Please reproduce the passage of the PostgreSQL JDBC logging text from "I believe the" to "means of logging.", word for word.

Source document -
━━━━
The newer versions of the driver allow the parameters “loggerLevel” and “loggerFile”. These choices are intended to interfere with the logging framework one uses because change the loglevel programmatically on the logging category “org.postgresql”. Also with “loggerFile” one is able to configure a special logfile for the logging category. The default value for

The current implementation has the side effect that creating a single connection will change the log level of ALL connections (loaded by the same ClassLoader to be specific) because the loggers are statically defined in the classes which is how loggers are used today. Also, although can be given as connection parameters, they are not connection specific at all. This might not be a problem when one uses only a single connection pool where all connections are created equally, but interferes when one has an application that occasionally has to fetch data from multiple data sources.

Also, the current implementation makes have use of TRACE level logging in all getXXX functions of PgResultSet. A typical line is this:

LOGGER.log(Level.FINEST, " getString columnIndex: {0}", columnIndex);

This innocent looking line should do no harm at a first glance, because if tracing is disabled the function should leave immediately and no performance is lost. One minor problem is the usage of the columnIndex as parameter, which is autoboxed into an Integer while passed to the log function (involves a hidden call to Integer.valueOf(int), which even creates new Objects depending on how aggressive the VM is tuned and on the number of columns in the result set. More important is the implementation of the log function itself, which is relative fast when a good Logging Framework is used, and disastrously slow in many other cases like when Logback is used. In that case an expensive log event is created and passed to the really used logging framework just to be discarded there, but this can IMHO be considered an artefact of a badly configured framework (still throws a bad light on PostgreSQL JDBC performance).

Proposed state:

I believe the common case is that logging for the driver is disabled. For this I propose a Boolean configuration parameter “logging” that can be truly configured per connection. Except for a few places where no reference to a connection exists, this will silent at least all connection specific logging.

The log level and log destination should be configured by the normal means of the logging framework, exactly how it is done in every other library that provides some means of logging.
━━━━
Raw records -
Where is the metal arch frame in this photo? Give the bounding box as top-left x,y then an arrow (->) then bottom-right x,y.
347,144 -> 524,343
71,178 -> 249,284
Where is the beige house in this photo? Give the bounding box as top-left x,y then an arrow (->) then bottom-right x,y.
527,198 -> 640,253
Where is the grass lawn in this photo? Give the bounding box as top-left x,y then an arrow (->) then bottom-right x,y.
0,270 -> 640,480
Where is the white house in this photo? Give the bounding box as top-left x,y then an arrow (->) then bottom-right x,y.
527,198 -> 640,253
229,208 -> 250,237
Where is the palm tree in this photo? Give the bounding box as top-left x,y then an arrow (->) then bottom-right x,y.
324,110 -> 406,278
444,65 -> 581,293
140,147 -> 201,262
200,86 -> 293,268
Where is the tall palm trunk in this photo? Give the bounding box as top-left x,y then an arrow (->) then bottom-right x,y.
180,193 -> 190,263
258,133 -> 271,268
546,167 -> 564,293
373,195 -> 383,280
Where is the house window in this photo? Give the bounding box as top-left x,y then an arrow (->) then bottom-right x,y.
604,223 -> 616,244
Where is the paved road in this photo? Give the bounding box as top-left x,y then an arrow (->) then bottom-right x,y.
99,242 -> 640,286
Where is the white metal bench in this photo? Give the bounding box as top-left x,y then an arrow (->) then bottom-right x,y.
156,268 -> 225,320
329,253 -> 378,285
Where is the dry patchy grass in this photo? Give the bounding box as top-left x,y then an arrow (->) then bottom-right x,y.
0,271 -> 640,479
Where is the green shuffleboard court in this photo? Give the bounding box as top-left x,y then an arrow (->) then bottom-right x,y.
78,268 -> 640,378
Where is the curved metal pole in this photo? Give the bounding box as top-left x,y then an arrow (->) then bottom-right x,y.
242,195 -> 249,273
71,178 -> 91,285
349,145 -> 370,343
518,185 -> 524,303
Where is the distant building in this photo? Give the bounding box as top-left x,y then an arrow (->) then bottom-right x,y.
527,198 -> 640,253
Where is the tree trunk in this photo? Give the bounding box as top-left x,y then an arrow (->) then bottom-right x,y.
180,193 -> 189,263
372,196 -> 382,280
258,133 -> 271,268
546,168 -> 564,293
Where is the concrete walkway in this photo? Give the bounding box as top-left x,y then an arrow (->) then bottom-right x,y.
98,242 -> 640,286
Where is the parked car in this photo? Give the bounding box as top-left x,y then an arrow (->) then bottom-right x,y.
━━━━
Full answer -
I believe the common case is that logging for the driver is disabled. For this I propose a Boolean configuration parameter “logging” that can be truly configured per connection. Except for a few places where no reference to a connection exists, this will silent at least all connection specific logging.

The log level and log destination should be configured by the normal means of the logging framework, exactly how it is done in every other library that provides some means of logging.